TASKS TO COMPLETE:
(1) In the passage below on Polya's rules of style, why doesn't Polya write the third rule down?
(2) Reproduce the stretch from "Polya’s third rule" through "of the rule!" in the passage below on Polya's rules of style.

PASSAGE TO READ:
*** Block opens ***

Polya’s third rule of style is: “Don’t say what does not need to be said” or maybe “Don’t say the obvious”. I am not sure of the exact formulation, because Polya doesn’t write the third rule down – that would be a violation of the rule!

Polya’s three rules are excellent and one is advised to follow them if one strives for *good style *when writing mathematics. However, style is not the only criterion by which we measure mathematical writing. There is a tradeoff between succinct and elegant style, on the one hand, and clarity and precision, on the other.

“Don’t say the obvious” – sure! But what is obvious? And to whom? A careful writer leaving a well placed exercise in a textbook is one thing. An author of a long and technical paper that leaves an exercise to the poor, overworked referee, is something different. And, of course, a mathematician leaving cryptic notes to his four-months-older self, is the most annoying of them all.

*** Block closes ***

(Saved data entries)
*** Block opens ***

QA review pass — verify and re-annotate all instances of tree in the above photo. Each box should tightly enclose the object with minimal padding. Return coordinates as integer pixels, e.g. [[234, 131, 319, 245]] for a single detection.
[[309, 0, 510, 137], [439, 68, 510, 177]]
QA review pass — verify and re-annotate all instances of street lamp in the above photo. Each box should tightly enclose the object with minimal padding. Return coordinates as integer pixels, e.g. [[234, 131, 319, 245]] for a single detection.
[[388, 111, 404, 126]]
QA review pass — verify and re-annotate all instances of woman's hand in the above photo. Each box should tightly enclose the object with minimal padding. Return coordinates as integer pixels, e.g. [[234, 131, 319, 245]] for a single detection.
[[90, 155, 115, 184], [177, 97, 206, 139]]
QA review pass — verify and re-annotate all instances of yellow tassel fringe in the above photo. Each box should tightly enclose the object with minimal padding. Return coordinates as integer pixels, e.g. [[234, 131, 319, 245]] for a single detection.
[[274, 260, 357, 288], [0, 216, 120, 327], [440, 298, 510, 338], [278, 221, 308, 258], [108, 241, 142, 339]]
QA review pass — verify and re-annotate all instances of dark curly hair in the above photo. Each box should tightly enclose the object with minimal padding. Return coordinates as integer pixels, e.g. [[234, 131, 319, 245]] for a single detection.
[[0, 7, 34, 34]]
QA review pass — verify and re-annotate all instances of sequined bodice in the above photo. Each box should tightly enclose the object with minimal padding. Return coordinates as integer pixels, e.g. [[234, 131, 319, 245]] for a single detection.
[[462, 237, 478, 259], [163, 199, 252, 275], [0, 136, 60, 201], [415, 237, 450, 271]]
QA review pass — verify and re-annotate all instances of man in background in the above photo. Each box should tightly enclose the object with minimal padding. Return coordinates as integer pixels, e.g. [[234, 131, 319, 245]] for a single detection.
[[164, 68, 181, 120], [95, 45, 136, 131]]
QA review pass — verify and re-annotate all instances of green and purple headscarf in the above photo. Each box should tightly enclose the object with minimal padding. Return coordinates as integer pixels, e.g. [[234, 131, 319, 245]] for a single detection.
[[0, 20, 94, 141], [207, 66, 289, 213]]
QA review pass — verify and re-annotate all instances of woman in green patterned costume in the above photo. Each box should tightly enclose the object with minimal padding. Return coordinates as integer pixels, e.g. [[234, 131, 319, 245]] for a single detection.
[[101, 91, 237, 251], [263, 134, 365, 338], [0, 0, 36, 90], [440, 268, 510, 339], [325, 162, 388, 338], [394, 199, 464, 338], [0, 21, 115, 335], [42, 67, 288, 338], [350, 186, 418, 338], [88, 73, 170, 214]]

*** Block closes ***

SOLUTION LIST:
(1) Writing it down would violate the rule.

(2)
Polya’s third rule of style is: “Don’t say what does not need to be said” or maybe “Don’t say the obvious”. I am not sure of the exact formulation, because Polya doesn’t write the third rule down – that would be a violation of the rule!